■ **TRY IT**
The lines to return are the one containing "Draw the outline of every instance of the bird's black" and all that follow it in the entries below, duplicated exactly and nothing else.

Stored data entries
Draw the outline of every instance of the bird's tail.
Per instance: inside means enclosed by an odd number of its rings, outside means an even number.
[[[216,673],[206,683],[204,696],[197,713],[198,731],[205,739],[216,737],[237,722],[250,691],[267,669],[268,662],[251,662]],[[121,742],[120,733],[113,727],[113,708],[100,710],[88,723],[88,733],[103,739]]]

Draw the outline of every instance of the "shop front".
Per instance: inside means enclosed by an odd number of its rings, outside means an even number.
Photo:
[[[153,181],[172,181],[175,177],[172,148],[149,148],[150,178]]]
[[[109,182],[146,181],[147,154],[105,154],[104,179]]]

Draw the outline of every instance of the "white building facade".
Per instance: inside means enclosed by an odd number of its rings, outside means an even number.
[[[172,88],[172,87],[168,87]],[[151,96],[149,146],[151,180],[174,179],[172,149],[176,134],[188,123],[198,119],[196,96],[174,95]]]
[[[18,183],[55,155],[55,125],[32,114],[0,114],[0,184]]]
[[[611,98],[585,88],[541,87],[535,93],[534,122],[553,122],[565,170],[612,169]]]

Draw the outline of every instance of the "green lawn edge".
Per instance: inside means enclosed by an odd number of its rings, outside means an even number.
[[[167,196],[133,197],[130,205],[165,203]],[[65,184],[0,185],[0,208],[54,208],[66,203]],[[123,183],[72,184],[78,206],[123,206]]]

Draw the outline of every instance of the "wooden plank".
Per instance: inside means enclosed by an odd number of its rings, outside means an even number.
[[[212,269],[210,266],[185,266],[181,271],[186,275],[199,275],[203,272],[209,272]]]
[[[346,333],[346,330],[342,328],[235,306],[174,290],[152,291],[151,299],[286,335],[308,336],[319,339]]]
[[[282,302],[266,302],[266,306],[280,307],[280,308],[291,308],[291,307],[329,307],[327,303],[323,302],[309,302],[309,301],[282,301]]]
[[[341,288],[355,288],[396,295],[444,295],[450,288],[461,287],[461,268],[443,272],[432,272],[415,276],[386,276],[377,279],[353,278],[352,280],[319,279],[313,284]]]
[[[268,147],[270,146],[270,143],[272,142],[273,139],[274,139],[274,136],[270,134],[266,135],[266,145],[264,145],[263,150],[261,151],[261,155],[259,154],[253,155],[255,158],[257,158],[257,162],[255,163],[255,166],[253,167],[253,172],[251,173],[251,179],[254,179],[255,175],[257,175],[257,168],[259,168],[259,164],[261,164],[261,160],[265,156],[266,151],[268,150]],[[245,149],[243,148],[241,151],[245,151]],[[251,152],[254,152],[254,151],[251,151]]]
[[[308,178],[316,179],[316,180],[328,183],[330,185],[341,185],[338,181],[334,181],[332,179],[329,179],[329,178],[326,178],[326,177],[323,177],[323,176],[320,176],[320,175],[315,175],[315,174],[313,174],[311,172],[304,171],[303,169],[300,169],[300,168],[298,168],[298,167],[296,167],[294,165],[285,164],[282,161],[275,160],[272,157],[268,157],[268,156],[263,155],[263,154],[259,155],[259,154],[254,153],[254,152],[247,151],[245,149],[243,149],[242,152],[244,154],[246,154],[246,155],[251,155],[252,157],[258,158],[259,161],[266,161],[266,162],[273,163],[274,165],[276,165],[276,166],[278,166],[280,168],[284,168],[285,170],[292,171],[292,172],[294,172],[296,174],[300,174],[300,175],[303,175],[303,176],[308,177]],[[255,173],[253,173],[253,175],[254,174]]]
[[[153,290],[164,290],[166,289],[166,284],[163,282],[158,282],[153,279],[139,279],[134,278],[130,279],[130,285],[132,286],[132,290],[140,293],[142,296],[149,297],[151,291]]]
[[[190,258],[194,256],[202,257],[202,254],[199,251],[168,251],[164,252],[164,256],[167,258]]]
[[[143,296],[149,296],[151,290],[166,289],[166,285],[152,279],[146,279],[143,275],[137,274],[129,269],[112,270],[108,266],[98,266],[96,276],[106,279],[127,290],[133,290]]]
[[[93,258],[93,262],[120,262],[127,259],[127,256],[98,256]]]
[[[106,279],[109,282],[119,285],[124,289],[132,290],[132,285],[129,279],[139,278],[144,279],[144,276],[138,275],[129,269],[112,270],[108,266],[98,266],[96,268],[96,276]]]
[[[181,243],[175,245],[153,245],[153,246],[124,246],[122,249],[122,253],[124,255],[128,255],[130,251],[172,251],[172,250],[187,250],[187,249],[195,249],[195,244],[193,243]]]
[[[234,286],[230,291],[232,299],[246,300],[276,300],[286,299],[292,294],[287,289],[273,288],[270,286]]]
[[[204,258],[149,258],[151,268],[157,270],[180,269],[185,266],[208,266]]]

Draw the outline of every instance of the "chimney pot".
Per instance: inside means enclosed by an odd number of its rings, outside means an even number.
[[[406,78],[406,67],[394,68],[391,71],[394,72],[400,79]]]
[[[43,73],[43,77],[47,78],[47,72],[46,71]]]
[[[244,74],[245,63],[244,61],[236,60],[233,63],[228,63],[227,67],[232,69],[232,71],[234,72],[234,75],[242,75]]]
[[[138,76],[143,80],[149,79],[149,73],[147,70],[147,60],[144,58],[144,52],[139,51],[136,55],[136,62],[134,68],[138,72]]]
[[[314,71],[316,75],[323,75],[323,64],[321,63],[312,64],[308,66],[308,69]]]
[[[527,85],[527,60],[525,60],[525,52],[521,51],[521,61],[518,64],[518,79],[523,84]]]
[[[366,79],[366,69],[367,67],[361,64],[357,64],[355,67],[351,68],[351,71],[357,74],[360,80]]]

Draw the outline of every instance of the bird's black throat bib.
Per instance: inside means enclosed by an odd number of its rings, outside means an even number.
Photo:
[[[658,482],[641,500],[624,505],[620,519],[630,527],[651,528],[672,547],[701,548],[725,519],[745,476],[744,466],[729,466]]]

■ **PROBLEM SOLUTION**
Draw the outline of every instance of the bird's black throat bib.
Per instance: inside means enclosed by an odd number of its rings, outside means an even number.
Photo:
[[[658,482],[641,500],[624,505],[620,519],[630,527],[651,528],[672,547],[701,548],[725,519],[745,476],[744,466],[729,466]]]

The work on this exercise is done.